> _Task goal_
Locate each line in the material below that contains the string "person" and copy those lines. Uppercase and lowercase letters must match.

> _Dataset excerpt_
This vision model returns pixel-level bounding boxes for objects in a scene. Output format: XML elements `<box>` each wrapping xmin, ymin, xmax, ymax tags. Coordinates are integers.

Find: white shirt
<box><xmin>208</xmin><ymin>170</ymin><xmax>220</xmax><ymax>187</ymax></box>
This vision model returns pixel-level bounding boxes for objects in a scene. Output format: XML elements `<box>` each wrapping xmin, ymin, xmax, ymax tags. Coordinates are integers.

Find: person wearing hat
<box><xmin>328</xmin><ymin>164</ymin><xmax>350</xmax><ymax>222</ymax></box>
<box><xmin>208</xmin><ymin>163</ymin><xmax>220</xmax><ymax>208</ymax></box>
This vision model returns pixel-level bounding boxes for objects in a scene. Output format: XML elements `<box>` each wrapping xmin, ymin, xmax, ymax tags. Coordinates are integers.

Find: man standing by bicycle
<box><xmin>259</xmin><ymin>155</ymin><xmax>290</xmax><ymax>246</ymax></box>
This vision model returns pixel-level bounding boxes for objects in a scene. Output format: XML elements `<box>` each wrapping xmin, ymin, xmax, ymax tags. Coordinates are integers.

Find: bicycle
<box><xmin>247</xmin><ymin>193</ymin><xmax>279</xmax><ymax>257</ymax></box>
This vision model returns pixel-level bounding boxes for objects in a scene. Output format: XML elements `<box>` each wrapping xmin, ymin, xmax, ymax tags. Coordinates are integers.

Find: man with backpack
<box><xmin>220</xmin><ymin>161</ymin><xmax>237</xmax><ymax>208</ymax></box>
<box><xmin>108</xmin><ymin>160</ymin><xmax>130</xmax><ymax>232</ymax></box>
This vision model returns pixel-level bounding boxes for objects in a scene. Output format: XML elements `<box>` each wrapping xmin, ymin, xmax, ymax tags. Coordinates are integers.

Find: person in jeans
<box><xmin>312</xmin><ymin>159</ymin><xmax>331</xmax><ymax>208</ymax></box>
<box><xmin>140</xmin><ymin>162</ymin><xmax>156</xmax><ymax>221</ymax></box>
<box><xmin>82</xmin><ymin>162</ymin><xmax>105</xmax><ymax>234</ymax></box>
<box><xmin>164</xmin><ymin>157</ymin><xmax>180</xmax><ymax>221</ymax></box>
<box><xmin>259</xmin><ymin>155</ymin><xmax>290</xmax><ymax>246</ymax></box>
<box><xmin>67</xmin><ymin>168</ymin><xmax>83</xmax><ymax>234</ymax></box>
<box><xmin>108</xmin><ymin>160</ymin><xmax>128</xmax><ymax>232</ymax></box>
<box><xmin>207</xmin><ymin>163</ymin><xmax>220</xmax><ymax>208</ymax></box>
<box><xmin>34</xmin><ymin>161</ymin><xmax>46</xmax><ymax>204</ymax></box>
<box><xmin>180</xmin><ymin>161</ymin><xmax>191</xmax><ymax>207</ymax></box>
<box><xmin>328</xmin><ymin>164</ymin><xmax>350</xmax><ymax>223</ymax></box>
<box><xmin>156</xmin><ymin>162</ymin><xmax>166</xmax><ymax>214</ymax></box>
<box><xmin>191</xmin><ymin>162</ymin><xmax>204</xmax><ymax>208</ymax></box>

---

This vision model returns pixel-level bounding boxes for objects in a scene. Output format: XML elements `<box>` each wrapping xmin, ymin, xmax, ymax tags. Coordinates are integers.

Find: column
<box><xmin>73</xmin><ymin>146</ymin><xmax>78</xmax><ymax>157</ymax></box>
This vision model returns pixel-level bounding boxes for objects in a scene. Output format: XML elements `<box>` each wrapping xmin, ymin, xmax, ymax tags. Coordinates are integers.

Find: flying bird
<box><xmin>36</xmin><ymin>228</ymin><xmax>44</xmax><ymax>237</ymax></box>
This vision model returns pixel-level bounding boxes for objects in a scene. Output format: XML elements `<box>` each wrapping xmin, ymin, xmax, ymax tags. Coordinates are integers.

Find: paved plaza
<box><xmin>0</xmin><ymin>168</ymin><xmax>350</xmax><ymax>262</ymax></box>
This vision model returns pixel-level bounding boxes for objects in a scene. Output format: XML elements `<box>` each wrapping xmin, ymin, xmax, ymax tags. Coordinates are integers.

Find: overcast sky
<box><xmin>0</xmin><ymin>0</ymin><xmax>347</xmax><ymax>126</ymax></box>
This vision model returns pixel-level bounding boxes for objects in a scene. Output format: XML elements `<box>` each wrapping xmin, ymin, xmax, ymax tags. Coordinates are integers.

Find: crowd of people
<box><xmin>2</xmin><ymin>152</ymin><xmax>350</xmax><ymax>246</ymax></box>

> _Final result_
Find: person wearing hat
Find: person in jeans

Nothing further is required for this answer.